### Source text
--- START ---

57 How Tos Quick Reference for Linux Performance Tools

57 How-tos Quick Reference for Linux Performance Tools #

Hello, I’m Ni Pengfei.

In the previous section, I took you through a review of common performance optimization ideas. Let’s briefly recap.

We can conduct performance optimization from two perspectives: the system and the application.

  • From the system’s perspective, the focus is on optimizing the CPU, memory, network, disk I/O, and kernel software resources, among others.

  • From the application’s perspective, the main goal is to simplify the code, reduce CPU usage, minimize network requests and disk I/O, and improve the application’s throughput by utilizing caching, asynchronous processing, multiprocessing, and multithreading.

It is best to gradually refine and dynamically improve performance optimization. Instead of aiming for a one-shot solution, the priority should be ensuring that the current performance requirements are met. Performance optimization usually means increased complexity and decreased maintainability.

If you find that optimizing performance on a single machine brings excessive complexity, do not become obsessed with pushing the limits of a single machine’s performance. Instead, consider improving performance by horizontally scaling from a software architecture perspective.

To do a good job, one must first sharpen one’s tools. We know that when it comes to performance analysis and optimization, using suitable performance tools can greatly enhance the entire process. Do you remember any commonly used performance tools? Today, I’ll go through some commonly used performance tools with you, so that you can quickly find what you need when necessary.

Performance Tool Quick Reference #

Before we delve into performance tools, let me first ask you a question: under what circumstances do we need to search for and select performance tools? You can think about it first before continuing with the content below.

In my opinion, we only think about “if there was a performance tool quick reference chart” when we want to understand a performance metric but do not know what to do. If we know that a performance tool is available, we will more likely refer to the tool’s manual to find out its functions, usage, and precautions.

Regarding the viewing of tool manuals, “man” is probably the most familiar method to us, as I have mentioned multiple times in this column. In fact, besides “man”, there is another command for querying manuals, which is “info”.

“info” can be understood as a more detailed version of “man” and provides more powerful features such as node jumping. Relatively speaking, the output of “man” is more concise, while the output of “info” is more detailed. Therefore, we usually use “man” to query the usage of a tool, and only refer to the info document when the output of “man” is not easy to understand.

Of course, as I mentioned, in order to query a manual, it is a prerequisite to know which tool is available. If you don’t know which tool to use, you need to search for available tools based on the metrics you want to understand. Among them:

  • Some tools can be used directly without the need for additional installation, such as the kernel’s “/proc” file system.

  • And some tools require the installation of additional software packages, such as “sar”, “pidstat”, “iostat”, etc.

--- END ---

### Supplied data
--- START ---

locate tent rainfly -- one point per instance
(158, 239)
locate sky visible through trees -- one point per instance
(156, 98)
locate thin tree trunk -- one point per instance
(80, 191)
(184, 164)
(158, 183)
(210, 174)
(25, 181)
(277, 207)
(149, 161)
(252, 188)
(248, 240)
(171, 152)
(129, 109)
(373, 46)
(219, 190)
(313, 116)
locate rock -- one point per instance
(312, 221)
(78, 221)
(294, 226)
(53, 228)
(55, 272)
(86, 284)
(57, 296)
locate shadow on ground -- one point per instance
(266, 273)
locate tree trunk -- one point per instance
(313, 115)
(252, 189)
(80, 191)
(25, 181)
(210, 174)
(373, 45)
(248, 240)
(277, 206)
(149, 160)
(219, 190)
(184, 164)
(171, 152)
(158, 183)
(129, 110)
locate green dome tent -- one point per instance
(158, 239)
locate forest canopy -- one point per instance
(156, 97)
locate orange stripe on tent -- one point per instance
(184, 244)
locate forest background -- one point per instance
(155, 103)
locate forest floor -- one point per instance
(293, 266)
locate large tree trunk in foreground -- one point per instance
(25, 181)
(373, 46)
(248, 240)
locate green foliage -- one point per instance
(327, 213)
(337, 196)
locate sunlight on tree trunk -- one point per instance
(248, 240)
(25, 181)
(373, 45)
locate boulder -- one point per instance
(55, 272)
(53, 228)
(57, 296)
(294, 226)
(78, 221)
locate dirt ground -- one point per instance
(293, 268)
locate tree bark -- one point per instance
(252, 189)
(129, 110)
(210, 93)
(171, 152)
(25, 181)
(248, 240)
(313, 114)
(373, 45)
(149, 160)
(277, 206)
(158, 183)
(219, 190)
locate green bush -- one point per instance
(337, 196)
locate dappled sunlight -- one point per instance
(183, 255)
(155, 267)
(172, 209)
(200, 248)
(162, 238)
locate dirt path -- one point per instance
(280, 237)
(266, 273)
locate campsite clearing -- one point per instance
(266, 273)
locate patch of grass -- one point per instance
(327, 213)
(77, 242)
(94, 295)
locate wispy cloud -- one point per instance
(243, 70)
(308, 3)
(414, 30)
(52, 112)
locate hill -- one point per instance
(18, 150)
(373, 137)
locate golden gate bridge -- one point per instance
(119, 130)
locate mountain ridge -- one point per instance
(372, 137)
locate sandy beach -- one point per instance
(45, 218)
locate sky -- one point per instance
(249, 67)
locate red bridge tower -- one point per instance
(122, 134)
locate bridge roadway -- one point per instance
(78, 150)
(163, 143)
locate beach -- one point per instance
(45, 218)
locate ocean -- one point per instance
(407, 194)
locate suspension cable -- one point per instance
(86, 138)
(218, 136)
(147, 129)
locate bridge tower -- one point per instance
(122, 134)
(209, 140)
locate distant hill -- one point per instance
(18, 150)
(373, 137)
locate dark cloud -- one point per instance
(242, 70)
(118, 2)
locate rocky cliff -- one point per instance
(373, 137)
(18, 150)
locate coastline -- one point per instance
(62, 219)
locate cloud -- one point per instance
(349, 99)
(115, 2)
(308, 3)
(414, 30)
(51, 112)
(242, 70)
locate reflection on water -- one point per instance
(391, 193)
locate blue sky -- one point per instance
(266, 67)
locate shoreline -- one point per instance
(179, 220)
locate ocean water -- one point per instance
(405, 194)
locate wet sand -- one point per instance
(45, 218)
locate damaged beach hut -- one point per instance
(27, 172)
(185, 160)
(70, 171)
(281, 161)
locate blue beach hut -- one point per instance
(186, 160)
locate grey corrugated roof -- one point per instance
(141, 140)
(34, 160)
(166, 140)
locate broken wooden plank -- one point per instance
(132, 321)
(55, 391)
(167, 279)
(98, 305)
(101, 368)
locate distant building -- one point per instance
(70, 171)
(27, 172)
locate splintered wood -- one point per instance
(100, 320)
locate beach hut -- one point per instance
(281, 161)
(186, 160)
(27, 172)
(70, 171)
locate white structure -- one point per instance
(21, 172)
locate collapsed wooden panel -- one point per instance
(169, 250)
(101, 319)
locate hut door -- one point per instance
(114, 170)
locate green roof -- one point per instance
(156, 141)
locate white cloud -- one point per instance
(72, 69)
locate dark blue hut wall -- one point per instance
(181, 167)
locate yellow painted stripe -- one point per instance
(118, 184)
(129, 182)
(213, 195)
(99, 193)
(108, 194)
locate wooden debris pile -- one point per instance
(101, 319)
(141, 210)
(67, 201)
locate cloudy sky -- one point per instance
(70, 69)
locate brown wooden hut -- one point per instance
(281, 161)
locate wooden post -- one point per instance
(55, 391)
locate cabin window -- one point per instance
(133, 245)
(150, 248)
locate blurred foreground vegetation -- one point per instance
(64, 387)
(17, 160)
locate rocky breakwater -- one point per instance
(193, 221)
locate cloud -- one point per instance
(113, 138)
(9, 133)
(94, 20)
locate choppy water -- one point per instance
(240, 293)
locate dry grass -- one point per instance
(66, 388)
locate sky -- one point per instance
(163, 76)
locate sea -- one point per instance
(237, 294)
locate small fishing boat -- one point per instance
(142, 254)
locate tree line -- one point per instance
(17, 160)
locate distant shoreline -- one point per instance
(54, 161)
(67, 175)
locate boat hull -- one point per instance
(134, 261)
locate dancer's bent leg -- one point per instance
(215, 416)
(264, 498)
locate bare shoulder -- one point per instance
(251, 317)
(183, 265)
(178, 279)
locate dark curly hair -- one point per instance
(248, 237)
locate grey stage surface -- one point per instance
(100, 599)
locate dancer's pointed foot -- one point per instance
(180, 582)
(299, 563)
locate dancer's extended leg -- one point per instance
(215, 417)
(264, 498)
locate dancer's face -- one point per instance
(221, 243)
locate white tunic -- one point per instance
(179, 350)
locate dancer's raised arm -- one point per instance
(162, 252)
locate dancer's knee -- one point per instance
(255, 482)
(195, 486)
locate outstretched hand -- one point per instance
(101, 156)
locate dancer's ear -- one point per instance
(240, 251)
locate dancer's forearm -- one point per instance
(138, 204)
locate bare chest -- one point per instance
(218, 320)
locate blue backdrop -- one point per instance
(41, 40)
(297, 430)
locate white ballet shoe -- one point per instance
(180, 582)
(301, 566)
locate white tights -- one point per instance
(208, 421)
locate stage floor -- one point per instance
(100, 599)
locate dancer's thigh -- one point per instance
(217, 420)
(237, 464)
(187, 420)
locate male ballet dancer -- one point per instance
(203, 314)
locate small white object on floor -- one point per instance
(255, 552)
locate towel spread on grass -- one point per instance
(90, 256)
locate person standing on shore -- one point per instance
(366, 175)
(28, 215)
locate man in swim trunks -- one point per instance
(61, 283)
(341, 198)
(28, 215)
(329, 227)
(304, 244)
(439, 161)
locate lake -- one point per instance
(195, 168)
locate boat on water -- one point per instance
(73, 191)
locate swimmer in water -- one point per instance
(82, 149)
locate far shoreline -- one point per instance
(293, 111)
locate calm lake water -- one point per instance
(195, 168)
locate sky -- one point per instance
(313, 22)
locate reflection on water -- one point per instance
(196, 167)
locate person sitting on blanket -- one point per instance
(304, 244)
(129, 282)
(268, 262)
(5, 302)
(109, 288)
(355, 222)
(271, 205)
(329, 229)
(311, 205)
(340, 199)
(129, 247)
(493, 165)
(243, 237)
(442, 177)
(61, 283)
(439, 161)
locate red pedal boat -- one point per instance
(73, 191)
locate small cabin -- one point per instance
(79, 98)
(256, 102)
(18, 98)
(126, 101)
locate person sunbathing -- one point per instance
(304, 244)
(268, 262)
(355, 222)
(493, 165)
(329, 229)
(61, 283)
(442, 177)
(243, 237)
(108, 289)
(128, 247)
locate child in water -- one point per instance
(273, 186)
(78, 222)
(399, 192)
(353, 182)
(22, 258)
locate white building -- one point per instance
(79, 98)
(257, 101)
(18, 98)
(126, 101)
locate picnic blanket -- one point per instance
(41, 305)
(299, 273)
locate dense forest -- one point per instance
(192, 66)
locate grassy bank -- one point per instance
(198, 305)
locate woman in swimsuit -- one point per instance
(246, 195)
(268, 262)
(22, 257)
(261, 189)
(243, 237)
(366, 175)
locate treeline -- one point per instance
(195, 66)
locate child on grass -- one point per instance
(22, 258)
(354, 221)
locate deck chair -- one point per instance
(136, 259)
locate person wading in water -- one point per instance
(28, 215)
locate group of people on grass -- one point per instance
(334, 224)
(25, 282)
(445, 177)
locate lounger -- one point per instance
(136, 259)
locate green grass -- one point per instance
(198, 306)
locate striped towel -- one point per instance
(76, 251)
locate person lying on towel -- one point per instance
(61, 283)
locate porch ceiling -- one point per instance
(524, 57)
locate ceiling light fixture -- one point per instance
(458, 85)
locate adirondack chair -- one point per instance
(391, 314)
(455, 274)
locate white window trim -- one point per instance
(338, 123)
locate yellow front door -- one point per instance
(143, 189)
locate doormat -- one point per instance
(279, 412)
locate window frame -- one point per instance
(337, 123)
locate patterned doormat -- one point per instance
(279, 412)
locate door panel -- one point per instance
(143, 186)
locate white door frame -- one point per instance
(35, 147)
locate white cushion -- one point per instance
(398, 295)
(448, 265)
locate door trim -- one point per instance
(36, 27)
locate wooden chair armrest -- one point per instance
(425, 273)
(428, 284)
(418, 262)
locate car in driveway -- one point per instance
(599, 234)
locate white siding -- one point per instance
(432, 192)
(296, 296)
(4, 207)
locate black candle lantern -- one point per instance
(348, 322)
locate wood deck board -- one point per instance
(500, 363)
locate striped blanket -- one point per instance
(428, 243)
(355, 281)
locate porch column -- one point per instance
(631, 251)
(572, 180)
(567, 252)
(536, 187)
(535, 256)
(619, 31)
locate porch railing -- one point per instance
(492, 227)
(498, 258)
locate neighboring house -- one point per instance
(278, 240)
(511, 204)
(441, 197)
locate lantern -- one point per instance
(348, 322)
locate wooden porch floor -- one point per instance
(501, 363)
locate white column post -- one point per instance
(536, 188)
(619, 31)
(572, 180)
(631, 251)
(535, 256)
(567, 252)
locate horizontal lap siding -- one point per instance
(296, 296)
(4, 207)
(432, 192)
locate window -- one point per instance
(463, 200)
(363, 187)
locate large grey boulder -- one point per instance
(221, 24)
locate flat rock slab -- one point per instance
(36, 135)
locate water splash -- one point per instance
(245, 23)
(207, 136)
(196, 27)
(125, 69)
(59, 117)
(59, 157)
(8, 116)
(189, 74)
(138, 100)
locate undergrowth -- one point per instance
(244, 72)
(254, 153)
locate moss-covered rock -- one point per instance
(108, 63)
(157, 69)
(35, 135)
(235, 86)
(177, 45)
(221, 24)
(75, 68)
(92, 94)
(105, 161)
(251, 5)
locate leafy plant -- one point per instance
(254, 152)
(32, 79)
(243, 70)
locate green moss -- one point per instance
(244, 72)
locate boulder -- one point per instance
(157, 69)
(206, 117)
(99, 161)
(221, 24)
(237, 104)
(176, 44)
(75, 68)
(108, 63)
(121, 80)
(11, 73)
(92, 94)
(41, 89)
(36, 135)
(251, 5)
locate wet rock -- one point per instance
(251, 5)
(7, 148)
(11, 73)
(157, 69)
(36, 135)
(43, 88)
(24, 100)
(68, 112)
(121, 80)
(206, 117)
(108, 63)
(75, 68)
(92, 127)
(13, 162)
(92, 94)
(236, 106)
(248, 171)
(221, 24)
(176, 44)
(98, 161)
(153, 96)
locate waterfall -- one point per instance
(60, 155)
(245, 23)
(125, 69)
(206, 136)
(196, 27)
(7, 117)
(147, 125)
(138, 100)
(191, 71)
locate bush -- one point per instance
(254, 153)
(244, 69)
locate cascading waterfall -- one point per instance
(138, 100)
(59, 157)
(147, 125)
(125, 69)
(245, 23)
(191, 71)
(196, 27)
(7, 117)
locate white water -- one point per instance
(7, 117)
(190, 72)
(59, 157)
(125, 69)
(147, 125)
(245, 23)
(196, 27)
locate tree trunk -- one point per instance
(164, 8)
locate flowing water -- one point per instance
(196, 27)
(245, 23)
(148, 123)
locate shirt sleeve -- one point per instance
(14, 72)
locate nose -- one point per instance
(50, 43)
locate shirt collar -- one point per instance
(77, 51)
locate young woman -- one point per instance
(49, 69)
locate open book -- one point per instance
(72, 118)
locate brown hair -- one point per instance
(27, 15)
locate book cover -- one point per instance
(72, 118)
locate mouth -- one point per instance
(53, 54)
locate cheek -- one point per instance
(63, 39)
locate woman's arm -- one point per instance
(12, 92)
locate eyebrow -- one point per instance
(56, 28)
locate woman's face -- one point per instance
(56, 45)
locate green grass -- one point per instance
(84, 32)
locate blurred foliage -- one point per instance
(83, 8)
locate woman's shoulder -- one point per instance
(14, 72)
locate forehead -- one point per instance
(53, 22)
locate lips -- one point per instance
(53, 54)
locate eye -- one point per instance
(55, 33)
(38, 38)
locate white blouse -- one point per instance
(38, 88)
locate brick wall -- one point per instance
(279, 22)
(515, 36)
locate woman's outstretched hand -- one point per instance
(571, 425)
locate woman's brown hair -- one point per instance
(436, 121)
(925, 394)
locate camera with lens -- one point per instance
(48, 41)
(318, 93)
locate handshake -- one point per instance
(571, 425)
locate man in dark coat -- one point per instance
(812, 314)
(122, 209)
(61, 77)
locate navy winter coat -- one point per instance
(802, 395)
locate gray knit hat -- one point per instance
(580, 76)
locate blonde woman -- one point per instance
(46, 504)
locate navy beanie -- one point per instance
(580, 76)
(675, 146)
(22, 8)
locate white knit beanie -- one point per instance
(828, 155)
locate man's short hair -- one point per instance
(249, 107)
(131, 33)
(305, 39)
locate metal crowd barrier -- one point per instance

--- END ---

### Work instructions
1. In the Linux performance tools article, which command for querying manuals is described as a more detailed version of "man"?
2. From the Linux performance tools article, repeat word for word the part that opens with the words containing "Hello, I’m Ni" and closes with "resources, among others.".
3. Write the next part of the Linux performance tools article, picking up after its last sentence.

### Written answers
1. The "info" command.

2.
Hello, I’m Ni Pengfei.

In the previous section, I took you through a review of common performance optimization ideas. Let’s briefly recap.

We can conduct performance optimization from two perspectives: the system and the application.

  • From the system’s perspective, the focus is on optimizing the CPU, memory, network, disk I/O, and kernel software resources, among others.

3.
Therefore, when choosing performance tools, we need to consider both the performance metric and the analysis environment. For example, whether the actual environment allows the installation of software packages, whether a new kernel version is needed, etc.

After understanding the basic principles of tool selection, let’s take a look at Linux performance tools. First, let me recommend the following chart, which is Brendan Gregg’s performance tool chart. I have mentioned it multiple times in this column, and you have probably already referred to it. -- (Image from brendangregg.com)

This chart starts from various subsystems of the Linux kernel and summarizes the available tools for analyzing the performance of each subsystem. However, although this chart is one of the best references for performance analysis, it is not detailed enough.

For example, when you need to view a specific performance metric, there may be multiple performance tools available in the corresponding subsystem part of this chart. However, not all of these tools are applicable, and you need to refer to the manual of each tool, compare and analyze them to make a choice.

So, is there a better way to understand these tools? My suggestion is to start from performance metrics and categorize the performance tools into different types based on different metrics. For example, the most common way is to categorize these tools based on various performance metrics related to CPU, memory, disk I/O, and network.

Next, I will sort out these common Linux performance tools from the perspectives of CPU, memory, disk I/O, and network, particularly from the perspective of performance metrics, to clarify which tools are available for monitoring specific performance metrics. These tools are actually used throughout various cases in our column. To facilitate your viewing, I have organized them into tables and added usage scenarios for each tool.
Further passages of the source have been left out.